La decisione è stata presa. Gaza va occupata. Definitivamente. È l’inizio della soluzione finale.

Punto di non ritorno

A ricostruire il passaggio cruciale, con dovizia di particolari, sono Jonathan Lis e Nir Hasson, firme di punta di Haaretz.

“Il gabinetto di sicurezza israeliano ha approvato all’unanimità, nella notte tra domenica e lunedì, un piano per espandere le operazioni nella Striscia di Gaza, secondo alcune fonti vicine alla discussione. I ministri hanno anche detto sì, in linea di principio, a un piano per dare gli aiuti a Gaza tramite società straniere.

Un funzionario israeliano ha rivelato che il piano è di spostare la gente di Gaza a sud dell’enclave. Il funzionario ha detto che Netanyahu ha sostenuto che questo piano è diverso dai precedenti perché passa da operazioni di tipo raid a “l’occupazione del territorio e una presenza israeliana continua a Gaza”.

“Netanyahu ha detto durante la discussione che il piano è buono perché può far vincere contro Hamas e far tornare a casa gli ostaggi”, ha detto il funzionario, aggiungendo che Netanyahu sta ancora insistendo per il piano di trasferimento e che i negoziati sul piano sono in corso con diversi paesi.

Il Forum delle famiglie degli ostaggi e dei dispersi ha affermato che il piano dovrebbe chiamarsi “piano Smotrich-Netanyahu” per “rinunciare agli ostaggi, alla sicurezza di Israele e alla forza nazionale”.

Hanno sottolineato che questo piano è un modo per ammettere che il governo sta scegliendo i territori invece delle persone, cosa che, secondo loro, va contro quello che vuole più del 70% degli israeliani.

I ministri hanno saputo di un piano che prevede, come prima cosa, di prendere o conquistare altre zone in tutta la Striscia di Gaza e di allargare la zona controllata dall’Idf. Questo piano dovrebbe dare a Israele un vantaggio nei negoziati con Hamas.

Il capo dello Shin Bet, Ronen Bar, non era presente alla riunione di gabinetto e ha mandato il suo vice al suo posto.

ESTRATTO DEI DATI –
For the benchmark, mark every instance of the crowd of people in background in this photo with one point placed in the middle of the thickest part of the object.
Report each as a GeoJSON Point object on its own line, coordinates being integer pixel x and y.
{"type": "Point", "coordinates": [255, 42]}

ESERCIZIO –
Riscrivi il brano del testo di partenza che inizia con le parole "Hanno sottolineato che" e si chiude dopo "70% degli israeliani.", mettendo "l’esecutivo" al posto di "il governo".

SOLUZIONE –
Hanno sottolineato che questo piano è un modo per ammettere che l’esecutivo sta scegliendo i territori invece delle persone, cosa che, secondo loro, va contro quello che vuole più del 70% degli israeliani.